«Cantù? I giocatori sono bravi
ma non fanno ancora squadra»

Intervista con Carlo Recalcati, icona del basket italiano.

Coach Recalcati, lei era a Desio domenica. Che idea s’è fatto?

«Che la situazione non è semplice ma che ce la si poteva aspettare. Poi se perdi di un punto puoi anche vincere di un punto, ma la sostanza delle cose non cambia».

E cosa cambia invece?

«Cambia molto il modo di approcciarti e di vedere il bicchiere mezzo pieno piuttosto che mezzo vuoto. Cambia che non subisci la contestazione. Cambia che non si alimenta la polemica. Cambia che non vai in depressione. Cambia che puoi lavorare con maggior tranquillità».

Ma da allenatore che giudizio dà su questa Cantù?

«È la dimostrazione di come non sia facile costruire una squadra. Ma soprattutto, l’aspetto più difficile è far diventare squadra un insieme di buoni giocatori. Non sto parlando di fenomeni, beninteso, perché i fenomeni giocano semmai in Eurolega».

E allora?
________________________________________
Riporta senza modifiche il passo dell'intervista a Carlo Recalcati che comincia con "Coach Recalcati, lei" e termina con "su questa Cantù?".

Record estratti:
________________________________________
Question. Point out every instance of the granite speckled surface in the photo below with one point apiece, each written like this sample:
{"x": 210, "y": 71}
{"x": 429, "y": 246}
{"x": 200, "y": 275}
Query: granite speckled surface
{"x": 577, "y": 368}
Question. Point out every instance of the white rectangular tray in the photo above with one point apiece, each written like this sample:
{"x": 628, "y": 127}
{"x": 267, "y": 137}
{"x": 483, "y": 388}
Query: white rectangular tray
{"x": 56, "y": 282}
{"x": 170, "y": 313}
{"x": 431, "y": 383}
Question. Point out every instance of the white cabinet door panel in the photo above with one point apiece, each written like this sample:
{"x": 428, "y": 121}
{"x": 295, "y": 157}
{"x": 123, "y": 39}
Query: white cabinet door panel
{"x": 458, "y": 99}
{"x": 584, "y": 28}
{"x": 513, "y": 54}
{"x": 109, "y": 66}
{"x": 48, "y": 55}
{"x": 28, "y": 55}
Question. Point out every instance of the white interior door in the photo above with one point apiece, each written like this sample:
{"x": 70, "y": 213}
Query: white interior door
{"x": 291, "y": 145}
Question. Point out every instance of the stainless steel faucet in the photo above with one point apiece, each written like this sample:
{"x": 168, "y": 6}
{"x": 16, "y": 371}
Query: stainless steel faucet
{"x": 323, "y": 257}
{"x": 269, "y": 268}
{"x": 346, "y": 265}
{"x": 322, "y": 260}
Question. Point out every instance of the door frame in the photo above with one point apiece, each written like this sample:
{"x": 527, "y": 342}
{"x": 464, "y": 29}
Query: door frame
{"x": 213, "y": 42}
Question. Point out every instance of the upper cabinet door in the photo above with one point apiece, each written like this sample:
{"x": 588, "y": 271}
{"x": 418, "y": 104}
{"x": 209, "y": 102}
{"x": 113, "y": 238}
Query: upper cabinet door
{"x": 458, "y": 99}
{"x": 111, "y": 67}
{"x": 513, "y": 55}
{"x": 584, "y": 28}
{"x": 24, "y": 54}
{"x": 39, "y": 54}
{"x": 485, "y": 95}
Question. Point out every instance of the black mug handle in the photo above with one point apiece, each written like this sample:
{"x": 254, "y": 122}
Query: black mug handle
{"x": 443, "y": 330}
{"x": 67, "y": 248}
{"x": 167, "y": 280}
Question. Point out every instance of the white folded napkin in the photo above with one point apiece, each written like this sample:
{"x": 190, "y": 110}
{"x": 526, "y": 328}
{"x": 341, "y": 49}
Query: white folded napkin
________________________________________
## [RISULTATO FINALE]
Coach Recalcati, lei era a Desio domenica. Che idea s’è fatto?

«Che la situazione non è semplice ma che ce la si poteva aspettare. Poi se perdi di un punto puoi anche vincere di un punto, ma la sostanza delle cose non cambia».

E cosa cambia invece?

«Cambia molto il modo di approcciarti e di vedere il bicchiere mezzo pieno piuttosto che mezzo vuoto. Cambia che non subisci la contestazione. Cambia che non si alimenta la polemica. Cambia che non vai in depressione. Cambia che puoi lavorare con maggior tranquillità».

Ma da allenatore che giudizio dà su questa Cantù?